The United States Department of Energy awarded a $325 million contract in November 2014 to IBM, Nvidia, and Mellanox. The effort resulted in the construction of Summit and Sierra. Summit is tasked with civilian scientific research and is located at the Oak Ridge National Laboratory in Tennessee. Sierra is designed for nuclear weapons simulations and is located at the Lawrence Livermore National Laboratory in California. Summit is estimated to cover the space of two basketball courts and require 136 miles of cabling. Researchers will shortly utilize Summit for diverse fields such as cosmology, medicine, and climatology.
In 2015, the project called Collaboration of Oak Ridge, Argonne, and Lawrence Livermore (CORAL) included a third supercomputer named Aurora and was planned for installation at Argonne National Laboratory. By 2018, Aurora was re-engineered with completion anticipated in 2021 as an exascale computing project along with Frontier and El Capitan to be completed shortly after that.
Putting all of this into perspective, by 2021, there will be supercomputers that operate a million times faster than a computer that was used to simulate nuclear weapons in 1997. At the moment, Sierra is a massive connected hive of 190,000 processing cores performing astrophysics, climate, and precision medicine simulations in a “shake-down” cruise” while testing bad components and other technical hiccups. But early next year, Sierra’s real work will begin. The system will be "air-gapped," meaning that it will be disconnected from any external network to prevent unauthorized access. Once that happens, it can begin the calculations it was purpose-built to carry out: simulations of nuclear weapons launches and detonations, not curing cancer. Summit, the faster one at Oak Ridge, will be providing resources for computational science.
It makes me wonder why Summit is at Oak Ridge and Sierra and Livermore? Also, I can find no information about whether or not Summit will be air-gapped.
Back to cancer. More from the Frontiers in Oncology article mentioned above:
The application of data science in cancer research has been boosted by major advances in three primary areas: (1) Data: diversity, amount, and availability of biomedical data; (2) Advances in Artificial Intelligence (AI) and Machine Learning (ML) algorithms that enable learning from complex, large-scale data; and (3) Advances in computer architectures allowing unprecedented acceleration of simulation and machine learning algorithms.
————
PARTS OF THE EXERCISE =
1 - Reproduce word for word the stretch of the supercomputer passage from "In 2015, the" through "shortly after that.".
2 - Summarize the supercomputer passage in two sentences.

Stored data:
————
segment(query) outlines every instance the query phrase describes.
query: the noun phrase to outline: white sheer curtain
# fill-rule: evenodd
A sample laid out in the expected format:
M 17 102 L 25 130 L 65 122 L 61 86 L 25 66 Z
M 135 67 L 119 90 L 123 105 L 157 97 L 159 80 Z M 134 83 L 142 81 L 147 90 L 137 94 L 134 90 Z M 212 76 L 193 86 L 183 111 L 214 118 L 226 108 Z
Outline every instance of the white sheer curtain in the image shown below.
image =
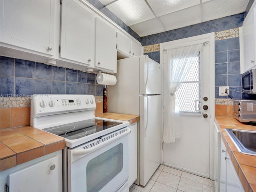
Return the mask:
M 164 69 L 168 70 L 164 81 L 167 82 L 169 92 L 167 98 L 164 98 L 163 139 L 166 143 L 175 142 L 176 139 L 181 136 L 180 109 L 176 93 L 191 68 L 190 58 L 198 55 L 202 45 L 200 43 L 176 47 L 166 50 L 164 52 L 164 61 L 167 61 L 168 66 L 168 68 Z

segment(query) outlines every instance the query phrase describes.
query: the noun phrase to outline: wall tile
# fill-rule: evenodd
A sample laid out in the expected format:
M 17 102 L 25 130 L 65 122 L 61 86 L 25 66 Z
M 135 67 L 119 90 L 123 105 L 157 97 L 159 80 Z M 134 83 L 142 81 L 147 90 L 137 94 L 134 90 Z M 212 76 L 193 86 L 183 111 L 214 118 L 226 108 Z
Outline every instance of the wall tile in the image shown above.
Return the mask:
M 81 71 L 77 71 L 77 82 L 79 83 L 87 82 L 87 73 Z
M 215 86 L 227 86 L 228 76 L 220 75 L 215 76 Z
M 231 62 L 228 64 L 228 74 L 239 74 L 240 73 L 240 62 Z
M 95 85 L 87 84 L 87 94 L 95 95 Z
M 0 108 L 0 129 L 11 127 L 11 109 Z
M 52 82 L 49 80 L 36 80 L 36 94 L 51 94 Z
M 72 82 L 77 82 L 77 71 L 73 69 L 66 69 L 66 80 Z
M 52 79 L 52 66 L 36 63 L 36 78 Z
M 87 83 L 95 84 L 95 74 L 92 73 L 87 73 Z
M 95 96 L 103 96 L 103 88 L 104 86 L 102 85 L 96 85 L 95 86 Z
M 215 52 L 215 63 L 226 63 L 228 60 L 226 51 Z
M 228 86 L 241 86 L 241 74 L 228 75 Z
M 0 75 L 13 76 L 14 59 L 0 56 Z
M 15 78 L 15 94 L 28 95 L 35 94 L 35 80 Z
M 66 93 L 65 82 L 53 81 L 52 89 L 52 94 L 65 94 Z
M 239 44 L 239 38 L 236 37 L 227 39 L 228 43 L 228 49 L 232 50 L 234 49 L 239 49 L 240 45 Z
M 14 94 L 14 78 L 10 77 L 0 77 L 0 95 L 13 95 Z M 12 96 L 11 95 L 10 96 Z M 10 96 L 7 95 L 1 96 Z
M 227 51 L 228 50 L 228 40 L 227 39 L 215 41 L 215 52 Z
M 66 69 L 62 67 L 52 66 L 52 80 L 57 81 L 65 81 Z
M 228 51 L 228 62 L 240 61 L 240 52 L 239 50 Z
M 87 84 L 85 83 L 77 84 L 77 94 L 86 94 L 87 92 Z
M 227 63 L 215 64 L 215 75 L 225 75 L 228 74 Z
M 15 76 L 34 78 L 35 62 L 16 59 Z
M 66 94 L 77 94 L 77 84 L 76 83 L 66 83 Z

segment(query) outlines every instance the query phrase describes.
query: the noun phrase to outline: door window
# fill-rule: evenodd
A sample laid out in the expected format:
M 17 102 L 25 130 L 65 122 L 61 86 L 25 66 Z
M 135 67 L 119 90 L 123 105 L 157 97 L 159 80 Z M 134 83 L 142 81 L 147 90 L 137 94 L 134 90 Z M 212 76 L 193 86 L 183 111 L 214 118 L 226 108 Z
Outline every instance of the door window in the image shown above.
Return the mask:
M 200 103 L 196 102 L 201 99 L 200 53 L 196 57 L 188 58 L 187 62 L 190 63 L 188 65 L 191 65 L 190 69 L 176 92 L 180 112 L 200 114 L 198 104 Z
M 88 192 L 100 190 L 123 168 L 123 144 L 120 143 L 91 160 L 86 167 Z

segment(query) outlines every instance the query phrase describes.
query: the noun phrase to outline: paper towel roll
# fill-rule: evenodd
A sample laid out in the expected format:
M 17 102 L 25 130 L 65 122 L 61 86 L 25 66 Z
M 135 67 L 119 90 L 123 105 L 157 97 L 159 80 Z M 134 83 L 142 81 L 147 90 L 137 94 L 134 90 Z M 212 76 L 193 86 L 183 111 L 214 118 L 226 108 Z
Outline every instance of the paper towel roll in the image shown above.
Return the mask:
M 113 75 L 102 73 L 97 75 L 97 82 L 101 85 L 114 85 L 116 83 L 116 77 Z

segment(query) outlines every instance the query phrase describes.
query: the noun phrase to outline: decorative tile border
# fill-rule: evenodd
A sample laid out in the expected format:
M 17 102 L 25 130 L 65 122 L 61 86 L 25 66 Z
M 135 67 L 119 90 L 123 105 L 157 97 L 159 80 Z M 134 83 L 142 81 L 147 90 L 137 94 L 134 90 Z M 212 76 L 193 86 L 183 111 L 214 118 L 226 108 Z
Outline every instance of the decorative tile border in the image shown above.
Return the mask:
————
ANSWERS PER TASK =
1 -
In 2015, the project called Collaboration of Oak Ridge, Argonne, and Lawrence Livermore (CORAL) included a third supercomputer named Aurora and was planned for installation at Argonne National Laboratory. By 2018, Aurora was re-engineered with completion anticipated in 2021 as an exascale computing project along with Frontier and El Capitan to be completed shortly after that.

2 - A $325 million contract that the United States Department of Energy awarded to IBM, Nvidia, and Mellanox in November 2014 resulted in Summit, used for civilian scientific research at Oak Ridge National Laboratory, and Sierra, designed for nuclear weapons simulations at Lawrence Livermore National Laboratory. Once Sierra is air-gapped, it will carry out simulations of nuclear weapons launches and detonations, while Summit will provide resources for computational science.